◆ **Passage shown**
* * * * * * * * *

Autovía A-22 or Autovía Huesca-Lleida is an upgrade of a section of the existing N-240 Spanish road, managed by the Spanish Government, between Huesca, the second largest city in Aragón and Lleida, a provincial capital in Catalonia. The route has all sections now open to traffic including the final 13km into Huesca.

The A-22 runs mainly in parallel to the existing N-240 road except for certain specific stretches such as the Monzón bypass which opened in 2008, and the Barbastro bypass where alternative routes have been employed. The construction has been divided into the following sectors, Huesca-Siétamo, Siétamo-Velillas, Velillas-Ponzano, Ponzano-El Pueyo, Barbastro Bypass, Monzón Bypass, Binéfar Bypass, Binéfar Bypass-Aragón/Catalonia border, Aragón/Catalonia border-Almacelles Bypass, Almacelles Bypass-La Cerdera, La Cerdera-Junction with A-2 Motorway at the edge of Lleida [1].

By the summer of 2010 more than half of the A-22 was operational as a four-lane highway comprising 6 of the above sectors. However, in July 2010 a cessation of work due to governmental financial difficulties was announced, despite the Binefar Bypass section being 80% complete. This decision provoked much controversy with local government officials calling for the work to be resumed, citing the dangers associated with the current unfinished road layout [2]. Work was restarted and by 2012 all but one sector was fully open creating an uninterrupted length of around 99km starting from the intersection with the A-2 on the edge of Lleida. For the remaining section, the 13km Huesca - Sietamo sector, construction began in August 2018 and it was finally opened in October 2025, completing the route from Huesca to Lleida and eliminating any need to transfer to the N-240.

* * * * * * * * *

◆ **Actions to take**
A) In the A-22 passage, when did the Huesca–Siétamo sector open to traffic?
B) Which bypasses does the A-22 passage name?

* * * * * * * * *

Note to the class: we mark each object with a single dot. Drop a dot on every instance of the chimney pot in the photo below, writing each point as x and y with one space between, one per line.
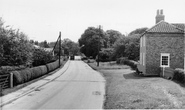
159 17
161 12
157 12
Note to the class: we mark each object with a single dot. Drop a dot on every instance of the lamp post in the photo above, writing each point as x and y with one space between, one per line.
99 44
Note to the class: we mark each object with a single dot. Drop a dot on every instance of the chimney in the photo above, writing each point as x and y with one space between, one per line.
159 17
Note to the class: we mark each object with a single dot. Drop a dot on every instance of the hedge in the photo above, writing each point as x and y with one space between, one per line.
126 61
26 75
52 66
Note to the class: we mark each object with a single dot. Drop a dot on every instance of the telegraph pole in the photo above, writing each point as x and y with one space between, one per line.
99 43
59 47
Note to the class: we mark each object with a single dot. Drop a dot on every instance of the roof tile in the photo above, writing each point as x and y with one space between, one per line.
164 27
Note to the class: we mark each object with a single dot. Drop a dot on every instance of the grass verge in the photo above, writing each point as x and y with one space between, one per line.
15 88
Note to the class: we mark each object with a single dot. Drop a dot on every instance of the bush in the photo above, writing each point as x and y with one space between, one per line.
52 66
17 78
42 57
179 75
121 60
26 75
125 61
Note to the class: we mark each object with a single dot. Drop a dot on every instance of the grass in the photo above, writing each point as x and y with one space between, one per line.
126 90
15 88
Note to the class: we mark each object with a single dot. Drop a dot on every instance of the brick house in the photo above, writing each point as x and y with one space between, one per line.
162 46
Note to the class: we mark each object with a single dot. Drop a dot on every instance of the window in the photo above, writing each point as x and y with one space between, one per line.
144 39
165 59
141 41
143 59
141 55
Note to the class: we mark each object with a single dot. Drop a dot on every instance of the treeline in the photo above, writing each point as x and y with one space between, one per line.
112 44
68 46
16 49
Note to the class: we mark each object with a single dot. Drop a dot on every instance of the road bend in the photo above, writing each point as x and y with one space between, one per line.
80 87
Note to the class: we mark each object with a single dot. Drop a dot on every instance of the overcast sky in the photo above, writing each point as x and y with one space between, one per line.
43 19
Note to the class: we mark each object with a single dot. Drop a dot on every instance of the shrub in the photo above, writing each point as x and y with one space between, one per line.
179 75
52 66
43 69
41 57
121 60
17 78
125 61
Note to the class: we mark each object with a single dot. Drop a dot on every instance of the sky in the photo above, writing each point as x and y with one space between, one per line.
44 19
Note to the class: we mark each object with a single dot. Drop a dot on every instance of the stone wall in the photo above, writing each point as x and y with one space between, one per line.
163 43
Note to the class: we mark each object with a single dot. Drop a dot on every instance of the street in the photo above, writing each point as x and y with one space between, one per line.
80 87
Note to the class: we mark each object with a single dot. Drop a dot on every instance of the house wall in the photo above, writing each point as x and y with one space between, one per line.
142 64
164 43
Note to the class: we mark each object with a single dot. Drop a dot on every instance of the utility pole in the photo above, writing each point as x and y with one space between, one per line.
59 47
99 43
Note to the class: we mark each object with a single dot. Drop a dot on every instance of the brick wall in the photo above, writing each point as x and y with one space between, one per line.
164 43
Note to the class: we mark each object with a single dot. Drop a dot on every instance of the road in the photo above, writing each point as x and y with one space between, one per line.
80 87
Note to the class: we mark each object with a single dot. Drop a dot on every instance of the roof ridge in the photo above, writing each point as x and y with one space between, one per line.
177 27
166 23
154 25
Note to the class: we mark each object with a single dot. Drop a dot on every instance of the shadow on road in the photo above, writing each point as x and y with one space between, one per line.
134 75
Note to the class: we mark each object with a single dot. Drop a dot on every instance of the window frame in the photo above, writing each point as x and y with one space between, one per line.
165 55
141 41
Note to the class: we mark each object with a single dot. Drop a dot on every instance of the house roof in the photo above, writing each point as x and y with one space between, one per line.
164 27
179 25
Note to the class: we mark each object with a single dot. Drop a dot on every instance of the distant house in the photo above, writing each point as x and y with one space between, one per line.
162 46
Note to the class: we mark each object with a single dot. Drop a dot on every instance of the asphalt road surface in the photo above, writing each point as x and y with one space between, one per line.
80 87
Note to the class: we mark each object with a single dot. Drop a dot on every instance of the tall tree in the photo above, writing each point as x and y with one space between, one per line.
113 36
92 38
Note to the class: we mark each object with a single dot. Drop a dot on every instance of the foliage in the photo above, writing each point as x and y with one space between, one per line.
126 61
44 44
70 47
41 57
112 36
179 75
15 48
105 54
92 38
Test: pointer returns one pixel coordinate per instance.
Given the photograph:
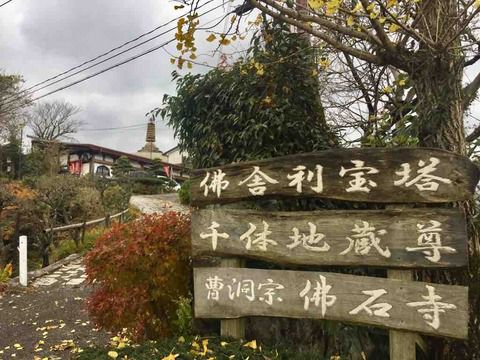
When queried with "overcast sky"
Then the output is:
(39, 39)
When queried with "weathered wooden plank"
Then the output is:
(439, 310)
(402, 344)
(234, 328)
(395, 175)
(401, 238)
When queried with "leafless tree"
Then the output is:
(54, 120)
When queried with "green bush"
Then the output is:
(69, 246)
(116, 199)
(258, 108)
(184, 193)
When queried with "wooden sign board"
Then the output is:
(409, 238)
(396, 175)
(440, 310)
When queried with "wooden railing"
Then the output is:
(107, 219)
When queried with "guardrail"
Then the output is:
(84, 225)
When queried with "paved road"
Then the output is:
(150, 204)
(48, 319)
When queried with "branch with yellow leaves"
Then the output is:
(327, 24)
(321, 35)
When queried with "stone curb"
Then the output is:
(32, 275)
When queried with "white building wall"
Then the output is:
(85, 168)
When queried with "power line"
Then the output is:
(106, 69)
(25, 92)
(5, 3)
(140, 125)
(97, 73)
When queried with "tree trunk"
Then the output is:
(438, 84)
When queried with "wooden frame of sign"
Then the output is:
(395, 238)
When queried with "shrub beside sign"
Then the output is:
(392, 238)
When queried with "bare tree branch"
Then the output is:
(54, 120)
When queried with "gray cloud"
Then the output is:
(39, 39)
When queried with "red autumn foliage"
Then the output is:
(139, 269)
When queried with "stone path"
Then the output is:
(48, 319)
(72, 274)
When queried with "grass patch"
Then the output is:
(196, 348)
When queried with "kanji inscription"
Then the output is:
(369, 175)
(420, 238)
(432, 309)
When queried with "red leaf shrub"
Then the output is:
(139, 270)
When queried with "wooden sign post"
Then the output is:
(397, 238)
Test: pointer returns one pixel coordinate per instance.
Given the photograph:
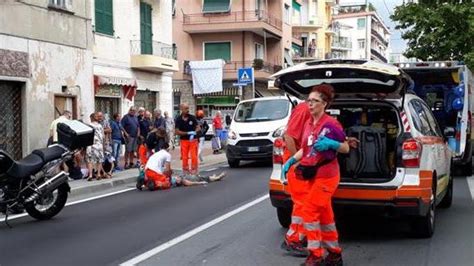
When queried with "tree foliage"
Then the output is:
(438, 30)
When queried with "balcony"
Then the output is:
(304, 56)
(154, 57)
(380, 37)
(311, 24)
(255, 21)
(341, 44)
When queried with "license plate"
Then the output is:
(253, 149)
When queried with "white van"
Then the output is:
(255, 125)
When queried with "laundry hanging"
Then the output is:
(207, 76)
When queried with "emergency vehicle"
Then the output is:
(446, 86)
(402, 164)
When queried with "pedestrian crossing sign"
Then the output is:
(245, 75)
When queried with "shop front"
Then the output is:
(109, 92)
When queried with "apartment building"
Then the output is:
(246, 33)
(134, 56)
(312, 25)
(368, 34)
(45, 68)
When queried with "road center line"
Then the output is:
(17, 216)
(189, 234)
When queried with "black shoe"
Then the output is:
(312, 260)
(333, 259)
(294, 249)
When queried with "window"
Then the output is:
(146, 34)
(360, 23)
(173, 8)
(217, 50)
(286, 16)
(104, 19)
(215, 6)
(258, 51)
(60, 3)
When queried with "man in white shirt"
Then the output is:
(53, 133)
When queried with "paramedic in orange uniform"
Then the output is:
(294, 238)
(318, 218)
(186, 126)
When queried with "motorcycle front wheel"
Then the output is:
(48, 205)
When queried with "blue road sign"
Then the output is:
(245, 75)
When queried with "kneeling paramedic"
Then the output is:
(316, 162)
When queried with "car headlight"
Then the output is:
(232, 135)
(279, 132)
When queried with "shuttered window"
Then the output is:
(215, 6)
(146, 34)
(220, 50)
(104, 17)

* * * * * * * * *

◆ **Solutions to each task**
A) October 2025

B) Monzón Bypass, Barbastro Bypass, Binéfar Bypass, Almacelles Bypass